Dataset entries
------------

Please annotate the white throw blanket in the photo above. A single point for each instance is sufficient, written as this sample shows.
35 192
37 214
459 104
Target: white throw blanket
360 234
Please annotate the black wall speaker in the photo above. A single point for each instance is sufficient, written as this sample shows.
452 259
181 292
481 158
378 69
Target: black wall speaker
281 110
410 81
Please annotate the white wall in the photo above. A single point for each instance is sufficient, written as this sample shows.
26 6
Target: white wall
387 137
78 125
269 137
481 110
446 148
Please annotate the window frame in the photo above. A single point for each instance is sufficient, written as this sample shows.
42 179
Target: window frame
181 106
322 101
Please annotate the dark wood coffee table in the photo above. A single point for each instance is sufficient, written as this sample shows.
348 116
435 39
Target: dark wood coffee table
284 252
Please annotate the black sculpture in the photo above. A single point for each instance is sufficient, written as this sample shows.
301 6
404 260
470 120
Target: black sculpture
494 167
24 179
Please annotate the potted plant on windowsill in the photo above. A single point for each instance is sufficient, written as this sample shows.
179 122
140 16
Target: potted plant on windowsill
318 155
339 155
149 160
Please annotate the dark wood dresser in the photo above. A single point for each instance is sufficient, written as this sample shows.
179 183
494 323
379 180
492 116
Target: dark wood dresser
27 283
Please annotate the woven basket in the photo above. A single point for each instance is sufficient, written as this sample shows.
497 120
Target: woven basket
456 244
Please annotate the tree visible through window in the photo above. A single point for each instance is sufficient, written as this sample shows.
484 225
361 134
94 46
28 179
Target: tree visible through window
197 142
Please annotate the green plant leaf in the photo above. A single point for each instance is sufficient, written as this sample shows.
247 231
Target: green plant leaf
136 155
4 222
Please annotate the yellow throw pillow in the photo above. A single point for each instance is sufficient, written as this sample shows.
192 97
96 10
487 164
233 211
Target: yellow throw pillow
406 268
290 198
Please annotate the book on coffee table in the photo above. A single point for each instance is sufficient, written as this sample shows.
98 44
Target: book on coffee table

------------

## What to do
Please write out all of the lines above again, substituting "walnut" for each occurrence of "dark wood" and leaving everything else as it is.

## Full answer
Please annotate the white throw blanket in the photo above. A single point for each instance is sufficient, written as this sample shows.
35 192
37 214
459 104
Target: white throw blanket
360 234
Please annotate the black wall speaker in the photo above. A single point for each instance is sufficient, written as this sample shows.
452 259
181 292
481 158
378 69
Target: black wall speaker
281 110
410 81
Please annotate the white wall in the photo above. A single point for each instance is sufficient, written as this sample shows.
26 6
Target: white wall
387 137
78 125
269 137
481 110
446 148
Please annotate the window frame in the photo above. A single point for each instance is sufficient, written as this sample shows.
42 179
Target: window frame
181 106
322 101
Please annotate the walnut coffee table in the photo above. A single point for each instance is sufficient, written as this sample shows.
348 116
435 39
Target: walnut coffee table
284 252
Please annotate the black sculpture in the photo above. A single point for each instance is sufficient, written as this sample shows.
301 6
404 260
470 120
Target: black sculpture
494 167
24 179
Please annotate the potted plant on windowsill in the photo above. A single point for each instance is sufficient, written as this sample shows.
179 122
140 16
Target: potted plant on windowsill
318 155
339 155
149 160
Please annotate the walnut dresser in the photo above. A single point for each instance is sufficient, written as this sample shows.
179 183
494 323
379 180
492 116
Target: walnut dresser
27 283
Please annotate the woven basket in the photo above. A single point for each instance is sufficient, written as this sample shows.
497 120
Target: woven basket
456 244
Please annotate the tree visible through window in the photo above. A single point for each instance is sufficient, written as this sample shows.
484 225
361 134
94 46
28 179
Target: tree visible through window
197 142
Please annotate the green plant leaf in the photo above. A single point for each instance is sufficient, written as this sample shows.
247 231
Target: green plant leaf
136 155
4 222
Please annotate the yellow throw pillow in the photo above. A single point for each instance is sufficient, written as this sample shows.
192 97
96 10
487 164
233 211
Target: yellow throw pillow
406 268
290 198
Please annotate the book on coffee table in the photo above. A single point for each instance is sufficient, written as this sample shows.
98 44
Target: book on coffee table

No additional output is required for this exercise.